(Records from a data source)
-*-*-

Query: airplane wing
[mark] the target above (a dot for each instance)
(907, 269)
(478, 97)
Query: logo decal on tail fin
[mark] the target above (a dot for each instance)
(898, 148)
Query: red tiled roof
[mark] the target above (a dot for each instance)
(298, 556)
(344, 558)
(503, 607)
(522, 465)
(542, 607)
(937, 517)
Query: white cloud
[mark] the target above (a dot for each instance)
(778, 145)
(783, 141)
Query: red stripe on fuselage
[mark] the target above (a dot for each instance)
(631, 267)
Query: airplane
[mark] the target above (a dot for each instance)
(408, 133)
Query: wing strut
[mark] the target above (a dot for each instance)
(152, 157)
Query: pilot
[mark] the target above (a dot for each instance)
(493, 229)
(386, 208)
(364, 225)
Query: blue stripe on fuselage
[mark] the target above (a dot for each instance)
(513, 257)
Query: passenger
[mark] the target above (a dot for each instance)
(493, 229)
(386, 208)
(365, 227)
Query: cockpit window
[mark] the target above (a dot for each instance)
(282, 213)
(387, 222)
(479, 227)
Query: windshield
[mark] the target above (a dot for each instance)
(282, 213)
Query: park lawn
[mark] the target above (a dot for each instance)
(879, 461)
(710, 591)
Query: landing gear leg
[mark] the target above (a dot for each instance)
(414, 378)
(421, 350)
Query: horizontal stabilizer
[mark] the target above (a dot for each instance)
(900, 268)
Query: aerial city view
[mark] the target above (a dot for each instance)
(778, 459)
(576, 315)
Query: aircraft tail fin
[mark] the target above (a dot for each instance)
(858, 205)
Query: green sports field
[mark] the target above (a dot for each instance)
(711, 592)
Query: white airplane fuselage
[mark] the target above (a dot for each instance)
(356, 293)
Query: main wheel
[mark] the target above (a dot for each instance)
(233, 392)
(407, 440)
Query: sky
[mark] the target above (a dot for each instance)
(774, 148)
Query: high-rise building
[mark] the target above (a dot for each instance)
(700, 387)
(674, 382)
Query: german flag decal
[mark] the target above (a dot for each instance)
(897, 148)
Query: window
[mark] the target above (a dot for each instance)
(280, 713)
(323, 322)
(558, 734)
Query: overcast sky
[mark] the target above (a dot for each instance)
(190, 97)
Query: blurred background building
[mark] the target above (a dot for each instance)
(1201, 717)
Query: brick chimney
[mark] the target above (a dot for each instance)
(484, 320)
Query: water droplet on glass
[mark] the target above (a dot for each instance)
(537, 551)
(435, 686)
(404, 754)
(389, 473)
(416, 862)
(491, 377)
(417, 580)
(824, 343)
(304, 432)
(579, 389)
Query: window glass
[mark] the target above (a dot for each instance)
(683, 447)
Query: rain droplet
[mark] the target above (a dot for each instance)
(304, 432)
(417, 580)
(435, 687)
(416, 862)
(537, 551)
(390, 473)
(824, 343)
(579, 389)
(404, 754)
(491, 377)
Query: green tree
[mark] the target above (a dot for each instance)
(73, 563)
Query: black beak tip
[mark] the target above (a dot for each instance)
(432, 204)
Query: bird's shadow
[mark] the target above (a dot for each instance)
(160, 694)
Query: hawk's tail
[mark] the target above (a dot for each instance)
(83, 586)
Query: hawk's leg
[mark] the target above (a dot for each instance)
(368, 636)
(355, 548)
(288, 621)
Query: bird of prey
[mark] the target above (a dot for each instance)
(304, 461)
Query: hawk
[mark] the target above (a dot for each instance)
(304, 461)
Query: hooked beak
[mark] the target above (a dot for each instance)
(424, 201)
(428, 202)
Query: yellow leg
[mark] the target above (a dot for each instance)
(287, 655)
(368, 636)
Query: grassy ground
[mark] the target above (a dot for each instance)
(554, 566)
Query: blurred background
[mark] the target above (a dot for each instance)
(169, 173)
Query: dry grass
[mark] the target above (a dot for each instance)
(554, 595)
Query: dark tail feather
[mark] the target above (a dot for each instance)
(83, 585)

-*-*-

Format the listing above as a Markdown table with two columns, No. and Text, numbering each line in order and skipping blank lines.

| No. | Text |
|---|---|
| 1 | Query: airplane wing |
| 2 | [mark] the target above (a dot for each instance) |
| 3 | (907, 269) |
| 4 | (478, 97) |
| 5 | Query: logo decal on tail fin |
| 6 | [mark] the target above (a dot for each instance) |
| 7 | (898, 148) |
| 8 | Query: red tiled roof |
| 9 | [mark] the target above (a dot for each instance) |
| 10 | (298, 556) |
| 11 | (344, 558) |
| 12 | (503, 607) |
| 13 | (522, 465) |
| 14 | (542, 607) |
| 15 | (937, 517) |
| 16 | Query: white cloud |
| 17 | [mark] the target above (a dot for each instance) |
| 18 | (778, 145) |
| 19 | (783, 141) |
| 20 | Query: red stripe on fuselage |
| 21 | [mark] the target above (a dot for each instance) |
| 22 | (631, 267) |
| 23 | Query: airplane |
| 24 | [mark] the target above (a dot for each instance) |
| 25 | (408, 133) |
| 26 | Query: wing strut |
| 27 | [mark] the target above (a dot for each instance) |
| 28 | (152, 157) |
| 29 | Query: pilot |
| 30 | [mark] the target above (a dot for each instance) |
| 31 | (493, 229) |
| 32 | (386, 208) |
| 33 | (364, 225) |
| 34 | Query: blue stripe on fuselage |
| 35 | [mark] the target above (a dot for each instance) |
| 36 | (513, 257) |
| 37 | Query: passenger |
| 38 | [mark] the target above (a dot for each instance) |
| 39 | (493, 229) |
| 40 | (386, 208) |
| 41 | (365, 227) |
| 42 | Query: cockpit window |
| 43 | [mark] the target above (a dot for each instance) |
| 44 | (282, 213) |
| 45 | (387, 222) |
| 46 | (479, 227) |
| 47 | Query: windshield |
| 48 | [mark] the target above (a dot for each instance) |
| 49 | (282, 213) |
| 50 | Query: park lawn |
| 51 | [mark] the target above (a dot for each instance) |
| 52 | (879, 461) |
| 53 | (710, 591) |
| 54 | Query: landing gear leg |
| 55 | [mark] the target above (a dot for each instance) |
| 56 | (414, 378) |
| 57 | (421, 350) |
| 58 | Query: horizontal stabilizer |
| 59 | [mark] the target above (a dot for each instance) |
| 60 | (900, 268) |
| 61 | Query: aerial city view |
| 62 | [mark] the target above (a dot for each instance) |
| 63 | (778, 459) |
| 64 | (576, 315) |
| 65 | Query: aircraft tail fin |
| 66 | [mark] the target above (a dot for each instance) |
| 67 | (858, 205) |
| 68 | Query: green sports field |
| 69 | [mark] the target above (a dot for each instance) |
| 70 | (711, 592) |
| 71 | Query: white airplane fuselage |
| 72 | [mark] the target above (a dot for each instance) |
| 73 | (356, 293) |
| 74 | Query: main wheel |
| 75 | [mark] the target above (a dot for each instance) |
| 76 | (233, 392) |
| 77 | (407, 440) |
| 78 | Query: sky |
| 79 | [mark] the target above (a dot for each instance) |
| 80 | (774, 148) |
| 81 | Query: high-rise building |
| 82 | [mark] the target above (a dot for each instance) |
| 83 | (700, 387) |
| 84 | (674, 382) |
| 85 | Query: german flag decal |
| 86 | [mark] the target above (a dot for each instance) |
| 87 | (897, 148) |
| 88 | Query: window |
| 89 | [mark] the target above (a dot for each instance) |
| 90 | (280, 713) |
| 91 | (323, 322) |
| 92 | (558, 734) |
| 93 | Query: overcast sky |
| 94 | [mark] the target above (a dot for each instance) |
| 95 | (190, 97) |
| 96 | Query: blurred background building |
| 97 | [mark] the target above (a dot for each instance) |
| 98 | (1201, 717) |
| 99 | Query: brick chimney |
| 100 | [mark] the target above (a dot for each instance) |
| 101 | (484, 320) |
| 102 | Query: water droplet on glass |
| 103 | [mark] the target above (a dot for each instance) |
| 104 | (537, 551) |
| 105 | (435, 686) |
| 106 | (404, 754) |
| 107 | (389, 473) |
| 108 | (416, 862) |
| 109 | (491, 377) |
| 110 | (417, 580) |
| 111 | (824, 343) |
| 112 | (304, 432) |
| 113 | (579, 389) |
| 114 | Query: window glass |
| 115 | [mark] the target above (a dot for each instance) |
| 116 | (683, 447) |
| 117 | Query: rain droplet |
| 118 | [mark] the target above (a dot for each instance) |
| 119 | (304, 432) |
| 120 | (417, 580) |
| 121 | (435, 687) |
| 122 | (416, 862) |
| 123 | (537, 551) |
| 124 | (390, 473) |
| 125 | (824, 343) |
| 126 | (579, 389) |
| 127 | (404, 754) |
| 128 | (491, 377) |
| 129 | Query: green tree |
| 130 | [mark] the target above (a dot for each instance) |
| 131 | (73, 563) |
| 132 | Query: black beak tip |
| 133 | [mark] the target above (a dot for each instance) |
| 134 | (432, 204) |
| 135 | Query: bird's shadow |
| 136 | [mark] the target above (a dot for each instance) |
| 137 | (160, 694) |
| 138 | Query: hawk's tail |
| 139 | [mark] the target above (a dot for each instance) |
| 140 | (83, 586) |
| 141 | Query: hawk's leg |
| 142 | [mark] the target above (a dot for each instance) |
| 143 | (368, 636) |
| 144 | (355, 548) |
| 145 | (288, 621) |
| 146 | Query: bird of prey |
| 147 | [mark] the target above (a dot for each instance) |
| 148 | (304, 461) |
| 149 | Query: hawk |
| 150 | [mark] the target above (a dot for each instance) |
| 151 | (304, 461) |
| 152 | Query: hooked beak |
| 153 | [mark] the target above (a dot for each instance) |
| 154 | (424, 201) |
| 155 | (428, 202) |
| 156 | Query: yellow leg |
| 157 | [mark] the target above (a dot for each instance) |
| 158 | (287, 655) |
| 159 | (368, 636) |
| 160 | Query: grassy ground |
| 161 | [mark] the target above (a dot for each instance) |
| 162 | (554, 566) |
| 163 | Query: blurred background |
| 164 | [mark] the target above (a dot for each instance) |
| 165 | (169, 173) |
| 166 | Query: dry grass |
| 167 | [mark] the target above (a dot for each instance) |
| 168 | (554, 595) |
| 169 | Query: dark tail feather |
| 170 | [mark] the target above (a dot for each instance) |
| 171 | (83, 585) |